- ZITIERTER AUSZUG -
-- -- --

Ich will doch einfach nur, dass jemand mich sieht

Siehst du denn nicht, wie viel ich gebe, wie viel ich trage, jeden Tag, wie sehr ich es versuche?
Und trotzdem ist sie besser als ich, ist schon viel weiter, hat mehr, wirkt immer so sortiert und aufgeräumt. Während mein Leben steht.

Wo soll ich denn noch suchen, was soll ich denn noch machen, damit es endlich auch bei mir vorangeht?

Zwischen Zigaretten

Wie eine Sucht ist das, die Suche nach Anerkennung, Bestätigung, nach der Antwort auf „Hab ich das gut gemacht? Oder kommt gleich jemand um die Ecke, die besser ist als ich?“ Intelligenter, schöner, unkomplizierter, attraktiver, besser im Bett – you name it.

Wie mit dem Rauchen ist das. Eine Zigarette ist nie genug. Kurz ist zwar Ruhe, dann geht die Suche nach Bestätigung von vorne los. Einmal war ich vielleicht gut genug – aber jetzt?

Alte Kreise kann ich nur selbst aufbrechen.

Also ziehen wir weiter unsere Kreise in den Meinungsräumen der anderen, in deren Erwartungen, deren Einschätzungen.

Erfolg im Außen baut Druck auf, nicht ab.

Noch eine Schicht tiefer ist es ja sogar so: Je weniger ich zeige, von mir, desto weniger erwartest du. Und dann überraschst du dich, ab und zu, mit dem, was eben doch in mir steckt.

Jetzt kommt aber die Krux: Sich nicht zeigen können, wie wir sind, das baut auch Druck auf. Im Innen. Und der Schuh fängt spätestens in der Lebensmitte an zu drücken, und zwar richtig.

Und während wir daran verzweifeln, woher dieser Druck kommt und was wir mit ihm machen, warten wir eigentlich nur auf eine einzige Anerkennung: Die, die wir als Kinder hätten bekommen sollen. Damals. Ganz am Anfang. Als unser Ich sich geformt hat.

Anerkennung nicht dafür, dass wir immer alles richtig gemacht hätten – das wäre ja Quatsch. Es geht im Leben nicht um richtig oder falsch. Es geht immer ums Versuchen, Lernen, Ausprobieren.

Leben heißt: Ausprobieren.

Aber unsere Suche nach gesunder Resonanz konkurriert in der Kindheit mit einem einzigen, unserem stärksten Wunsch: Wir wollen dazugehören. MÜSSEN sogar dazu gehören, um versorgt zu sein.

-- -- --

- ARBEITSANWEISUNGEN -
1. Was ist laut dem Text über die Suche nach Anerkennung unser stärkster Wunsch in der Kindheit?
2. Schreib den Text über die Suche nach Anerkennung nach seinem letzten Satz weiter.
Das Material spielt dabei keine Rolle.

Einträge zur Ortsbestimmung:
-- -- --

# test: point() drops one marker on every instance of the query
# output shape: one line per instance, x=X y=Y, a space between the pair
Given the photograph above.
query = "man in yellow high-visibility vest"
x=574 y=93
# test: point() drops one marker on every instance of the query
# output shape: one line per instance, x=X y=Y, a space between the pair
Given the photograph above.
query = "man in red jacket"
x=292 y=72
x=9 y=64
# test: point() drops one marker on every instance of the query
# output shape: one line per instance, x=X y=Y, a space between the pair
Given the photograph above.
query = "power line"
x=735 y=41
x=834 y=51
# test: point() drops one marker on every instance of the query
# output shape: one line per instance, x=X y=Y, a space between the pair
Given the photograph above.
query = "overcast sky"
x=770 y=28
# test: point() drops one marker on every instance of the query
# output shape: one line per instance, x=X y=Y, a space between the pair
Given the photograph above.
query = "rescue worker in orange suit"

-- -- --

- GEGEBENE ANTWORTEN -
1. Wir wollen dazugehören.

2.
Der Preis ist mitunter sehr hoch. Nicht zu anders sein, nicht die Schwester in den Schatten stellen, lieber nicht mehr erreichen als Mama oder Papa. Oder ins Gegenteil fallen und ihre Träume stellvertretend leben.

Oder immer dafür sorgen, dass die Harmonie in der Familie (wieder) hergestellt ist – wenn auch nur für einen Moment.

Wenn das unsere Aufgabe wird, entwickeln wir ein instabiles Referenzsystem. Und bleiben abhängig von der Frage: „Konnte ich den anderen beruhigen? War sie zufrieden mit mir?“

Was passiert, wenn wir das komplett loslassen? Wenn wir nichts und niemanden mehr brauchen, um uns anzuerkennen und zu bestätigen?

Wo ist mein Norden?

Was, wenn’s doch geht? Nur anders, eben. Nämlich, indem wir unseren Referenzrahmen verschieben.

Und uns nur noch fragen: „Wer möchte ich sein? WIE möchte ich sein?“

Ja, aber … Braucht es denn dann gar kein gesellschaftliches Korrektiv mehr?

Würde die Welt aus den Angeln fallen, wenn wir alle machen würden, was tief in uns verankert ist?

Oder schwanken wir nicht viel mehr dann, wenn wir tausend Dinge tun sollen, die wir gar nicht wollen?

Ausdruck braucht Räume und Resonanz, so wie Kunst Bühne braucht. Sprecher:in braucht Zuhörer:in. Und Liebe mag bei mir anfangen, kann aber da nicht aufhören.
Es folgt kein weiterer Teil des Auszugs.